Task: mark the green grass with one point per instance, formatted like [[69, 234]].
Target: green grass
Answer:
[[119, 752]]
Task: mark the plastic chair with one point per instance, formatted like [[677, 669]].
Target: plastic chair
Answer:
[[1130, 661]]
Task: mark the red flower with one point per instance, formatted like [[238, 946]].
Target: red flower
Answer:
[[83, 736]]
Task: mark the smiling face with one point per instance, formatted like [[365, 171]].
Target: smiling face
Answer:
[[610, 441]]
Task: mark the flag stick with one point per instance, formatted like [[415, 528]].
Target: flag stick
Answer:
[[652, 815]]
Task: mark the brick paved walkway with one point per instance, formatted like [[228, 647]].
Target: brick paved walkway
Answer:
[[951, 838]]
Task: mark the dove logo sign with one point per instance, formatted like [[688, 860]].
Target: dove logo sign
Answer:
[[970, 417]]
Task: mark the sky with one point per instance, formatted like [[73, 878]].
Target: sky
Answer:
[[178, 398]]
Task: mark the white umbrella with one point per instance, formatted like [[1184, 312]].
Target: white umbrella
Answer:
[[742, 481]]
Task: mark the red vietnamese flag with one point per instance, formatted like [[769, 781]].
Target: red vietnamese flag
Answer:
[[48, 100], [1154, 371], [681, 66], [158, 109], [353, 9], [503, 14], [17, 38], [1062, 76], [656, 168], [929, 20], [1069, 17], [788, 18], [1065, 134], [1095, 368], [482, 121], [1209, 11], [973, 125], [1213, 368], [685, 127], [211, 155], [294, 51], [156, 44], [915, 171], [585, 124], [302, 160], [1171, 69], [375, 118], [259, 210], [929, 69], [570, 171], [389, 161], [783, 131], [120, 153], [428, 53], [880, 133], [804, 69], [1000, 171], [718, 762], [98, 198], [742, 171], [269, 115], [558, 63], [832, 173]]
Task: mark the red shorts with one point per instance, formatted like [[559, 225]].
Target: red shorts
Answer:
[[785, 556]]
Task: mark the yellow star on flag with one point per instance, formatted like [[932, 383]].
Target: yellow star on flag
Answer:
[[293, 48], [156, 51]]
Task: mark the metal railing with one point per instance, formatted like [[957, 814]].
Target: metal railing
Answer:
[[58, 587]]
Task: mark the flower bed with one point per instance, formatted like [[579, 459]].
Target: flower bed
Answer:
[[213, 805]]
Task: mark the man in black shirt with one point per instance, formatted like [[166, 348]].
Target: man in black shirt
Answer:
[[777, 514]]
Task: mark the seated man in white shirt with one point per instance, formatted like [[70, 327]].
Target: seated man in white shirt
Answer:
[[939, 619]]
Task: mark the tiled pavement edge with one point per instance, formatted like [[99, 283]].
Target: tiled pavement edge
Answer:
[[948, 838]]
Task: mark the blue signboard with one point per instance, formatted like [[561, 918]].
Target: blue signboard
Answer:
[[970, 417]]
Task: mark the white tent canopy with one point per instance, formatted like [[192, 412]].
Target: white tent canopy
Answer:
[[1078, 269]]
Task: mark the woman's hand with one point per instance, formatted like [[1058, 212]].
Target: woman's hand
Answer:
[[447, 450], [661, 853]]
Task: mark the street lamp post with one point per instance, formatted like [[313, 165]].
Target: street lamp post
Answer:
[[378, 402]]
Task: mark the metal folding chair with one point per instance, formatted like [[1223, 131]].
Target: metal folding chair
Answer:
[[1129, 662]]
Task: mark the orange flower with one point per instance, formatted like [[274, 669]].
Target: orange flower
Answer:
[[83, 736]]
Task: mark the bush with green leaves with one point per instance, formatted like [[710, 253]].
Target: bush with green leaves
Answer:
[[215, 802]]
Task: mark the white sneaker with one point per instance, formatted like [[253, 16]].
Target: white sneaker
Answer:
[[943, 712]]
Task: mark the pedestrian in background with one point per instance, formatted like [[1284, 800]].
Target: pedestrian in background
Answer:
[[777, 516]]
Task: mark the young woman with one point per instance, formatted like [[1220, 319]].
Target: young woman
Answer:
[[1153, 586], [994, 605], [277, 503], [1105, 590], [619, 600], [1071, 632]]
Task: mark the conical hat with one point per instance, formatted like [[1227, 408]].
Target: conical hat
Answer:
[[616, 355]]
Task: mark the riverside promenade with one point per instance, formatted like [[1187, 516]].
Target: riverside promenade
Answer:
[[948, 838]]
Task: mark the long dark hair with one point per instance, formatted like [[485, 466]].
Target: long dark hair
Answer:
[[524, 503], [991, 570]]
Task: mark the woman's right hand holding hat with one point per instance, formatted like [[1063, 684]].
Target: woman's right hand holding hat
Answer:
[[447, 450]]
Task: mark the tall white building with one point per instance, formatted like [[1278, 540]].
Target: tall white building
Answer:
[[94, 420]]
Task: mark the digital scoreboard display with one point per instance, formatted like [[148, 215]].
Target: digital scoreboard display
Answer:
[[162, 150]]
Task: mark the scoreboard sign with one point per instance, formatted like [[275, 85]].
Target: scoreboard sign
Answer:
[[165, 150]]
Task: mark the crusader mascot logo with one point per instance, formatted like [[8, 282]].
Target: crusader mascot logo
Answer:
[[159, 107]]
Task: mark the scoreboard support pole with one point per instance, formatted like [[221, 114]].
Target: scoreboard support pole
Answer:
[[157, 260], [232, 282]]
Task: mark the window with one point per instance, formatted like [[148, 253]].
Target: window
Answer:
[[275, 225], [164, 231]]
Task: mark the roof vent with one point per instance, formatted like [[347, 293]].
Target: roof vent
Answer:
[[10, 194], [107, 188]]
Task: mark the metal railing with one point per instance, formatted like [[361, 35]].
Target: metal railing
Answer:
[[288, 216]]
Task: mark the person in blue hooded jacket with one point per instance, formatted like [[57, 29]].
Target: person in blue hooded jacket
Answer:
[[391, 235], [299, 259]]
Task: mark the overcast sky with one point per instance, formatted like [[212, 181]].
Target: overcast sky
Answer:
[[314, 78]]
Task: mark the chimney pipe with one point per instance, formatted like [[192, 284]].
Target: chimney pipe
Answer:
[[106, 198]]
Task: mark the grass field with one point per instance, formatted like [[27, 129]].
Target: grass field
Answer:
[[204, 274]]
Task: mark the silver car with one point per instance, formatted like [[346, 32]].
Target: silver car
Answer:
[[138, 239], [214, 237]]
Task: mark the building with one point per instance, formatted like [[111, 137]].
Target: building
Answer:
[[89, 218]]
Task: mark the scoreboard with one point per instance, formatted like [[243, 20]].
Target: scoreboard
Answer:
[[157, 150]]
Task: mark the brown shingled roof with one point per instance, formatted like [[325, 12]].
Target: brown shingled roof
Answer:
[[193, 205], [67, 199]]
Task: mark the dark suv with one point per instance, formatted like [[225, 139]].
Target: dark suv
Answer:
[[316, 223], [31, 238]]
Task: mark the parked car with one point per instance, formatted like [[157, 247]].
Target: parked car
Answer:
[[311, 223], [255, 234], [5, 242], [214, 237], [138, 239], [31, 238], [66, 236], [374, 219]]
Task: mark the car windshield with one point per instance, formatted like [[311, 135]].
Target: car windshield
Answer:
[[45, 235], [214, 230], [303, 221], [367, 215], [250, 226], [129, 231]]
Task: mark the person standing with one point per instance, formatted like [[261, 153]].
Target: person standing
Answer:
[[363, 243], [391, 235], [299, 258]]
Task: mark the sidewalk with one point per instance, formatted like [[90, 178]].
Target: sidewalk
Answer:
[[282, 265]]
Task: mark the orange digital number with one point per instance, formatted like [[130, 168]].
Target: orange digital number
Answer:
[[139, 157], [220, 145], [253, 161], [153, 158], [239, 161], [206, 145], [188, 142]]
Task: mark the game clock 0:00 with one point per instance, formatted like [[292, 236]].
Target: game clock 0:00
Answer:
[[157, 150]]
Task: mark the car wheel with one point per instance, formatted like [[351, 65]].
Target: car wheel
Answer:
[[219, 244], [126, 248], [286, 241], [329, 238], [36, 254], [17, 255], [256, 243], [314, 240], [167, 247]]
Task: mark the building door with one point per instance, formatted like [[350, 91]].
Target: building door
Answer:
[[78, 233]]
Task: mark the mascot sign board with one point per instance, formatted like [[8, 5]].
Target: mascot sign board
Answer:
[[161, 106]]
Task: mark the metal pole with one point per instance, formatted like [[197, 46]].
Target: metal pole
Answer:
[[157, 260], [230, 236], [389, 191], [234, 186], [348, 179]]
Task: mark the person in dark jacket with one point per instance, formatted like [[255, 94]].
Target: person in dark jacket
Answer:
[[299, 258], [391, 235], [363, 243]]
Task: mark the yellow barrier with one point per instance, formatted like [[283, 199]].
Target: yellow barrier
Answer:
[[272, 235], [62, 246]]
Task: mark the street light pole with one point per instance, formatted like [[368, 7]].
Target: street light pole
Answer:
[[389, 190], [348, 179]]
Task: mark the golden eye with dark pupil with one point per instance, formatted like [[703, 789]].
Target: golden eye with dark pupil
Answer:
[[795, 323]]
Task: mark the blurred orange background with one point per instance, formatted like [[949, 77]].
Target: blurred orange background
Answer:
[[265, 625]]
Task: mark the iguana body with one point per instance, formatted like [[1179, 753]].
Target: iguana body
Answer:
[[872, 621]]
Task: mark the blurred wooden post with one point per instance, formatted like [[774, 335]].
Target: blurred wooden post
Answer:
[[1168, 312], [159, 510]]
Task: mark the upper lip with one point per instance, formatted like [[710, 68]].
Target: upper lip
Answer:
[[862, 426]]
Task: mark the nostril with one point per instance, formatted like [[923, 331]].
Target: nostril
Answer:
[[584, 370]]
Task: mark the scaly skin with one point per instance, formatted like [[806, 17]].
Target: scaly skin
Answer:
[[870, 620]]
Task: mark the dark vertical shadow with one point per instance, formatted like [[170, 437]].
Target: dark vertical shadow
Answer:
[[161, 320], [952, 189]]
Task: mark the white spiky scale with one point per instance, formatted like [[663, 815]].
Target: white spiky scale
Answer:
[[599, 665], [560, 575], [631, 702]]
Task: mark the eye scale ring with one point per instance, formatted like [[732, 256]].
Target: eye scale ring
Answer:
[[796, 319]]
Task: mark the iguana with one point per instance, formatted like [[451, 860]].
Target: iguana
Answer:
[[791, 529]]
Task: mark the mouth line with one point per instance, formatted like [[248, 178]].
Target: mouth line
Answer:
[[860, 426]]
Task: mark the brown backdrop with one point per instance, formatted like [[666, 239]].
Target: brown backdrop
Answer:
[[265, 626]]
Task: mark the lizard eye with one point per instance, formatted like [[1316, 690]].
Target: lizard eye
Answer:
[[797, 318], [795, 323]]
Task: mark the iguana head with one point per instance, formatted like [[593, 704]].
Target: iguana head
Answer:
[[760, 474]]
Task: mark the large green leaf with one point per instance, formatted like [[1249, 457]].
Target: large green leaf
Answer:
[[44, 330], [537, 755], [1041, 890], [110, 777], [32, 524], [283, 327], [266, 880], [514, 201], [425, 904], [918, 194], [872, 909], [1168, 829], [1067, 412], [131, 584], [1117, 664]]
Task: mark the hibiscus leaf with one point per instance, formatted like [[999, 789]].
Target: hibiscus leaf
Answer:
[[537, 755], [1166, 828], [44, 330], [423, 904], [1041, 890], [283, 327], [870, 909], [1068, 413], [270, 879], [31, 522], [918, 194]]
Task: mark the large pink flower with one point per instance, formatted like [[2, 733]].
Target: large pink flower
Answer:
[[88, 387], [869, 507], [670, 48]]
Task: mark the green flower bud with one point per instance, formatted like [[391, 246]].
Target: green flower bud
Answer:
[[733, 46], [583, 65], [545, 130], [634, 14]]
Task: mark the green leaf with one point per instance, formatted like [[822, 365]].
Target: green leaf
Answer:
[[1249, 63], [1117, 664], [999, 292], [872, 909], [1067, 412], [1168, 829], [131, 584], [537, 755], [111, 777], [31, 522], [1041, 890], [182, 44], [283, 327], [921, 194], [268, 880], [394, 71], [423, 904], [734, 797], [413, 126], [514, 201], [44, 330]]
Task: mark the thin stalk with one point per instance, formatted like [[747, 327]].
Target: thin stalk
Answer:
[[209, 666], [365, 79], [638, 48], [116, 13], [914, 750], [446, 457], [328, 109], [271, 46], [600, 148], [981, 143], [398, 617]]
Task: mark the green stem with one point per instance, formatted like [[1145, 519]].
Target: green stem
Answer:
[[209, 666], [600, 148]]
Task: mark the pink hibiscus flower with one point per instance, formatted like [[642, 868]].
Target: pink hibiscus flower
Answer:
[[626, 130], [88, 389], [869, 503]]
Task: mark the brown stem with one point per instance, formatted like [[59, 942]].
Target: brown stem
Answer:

• [Aim of the exercise]: Reproduce the entries word for word, from the start through the line containing "[[742, 481]]", with that line included.

• [Solution to the exercise]:
Task: mark the green grass with one point per instance, formatted like [[69, 234]].
Target: green grass
Answer:
[[119, 752]]
Task: mark the plastic chair with one point per instance, formatted like [[677, 669]].
Target: plastic chair
Answer:
[[1130, 661]]
Task: mark the red flower with one point per instance, formatted like [[238, 946]].
Target: red flower
Answer:
[[83, 736]]
Task: mark the smiling face with one point per instance, formatted like [[365, 171]].
Target: smiling face
Answer:
[[610, 441]]
Task: mark the flag stick with one point per instance, formatted like [[415, 528]].
Target: flag stick
Answer:
[[652, 815]]
Task: mark the brick paved walkway with one point per instance, formatted like [[228, 647]].
Target: brick paved walkway
Answer:
[[951, 838]]
Task: mark the dove logo sign with one point per instance, formatted like [[688, 860]].
Target: dove logo sign
Answer:
[[970, 417]]
Task: mark the sky with one point per instance, formatted like [[73, 878]].
Target: sky
Answer:
[[178, 398]]
Task: mark the white umbrella with one point per instance, formatted like [[1184, 312]].
Target: white umbrella
Answer:
[[742, 481]]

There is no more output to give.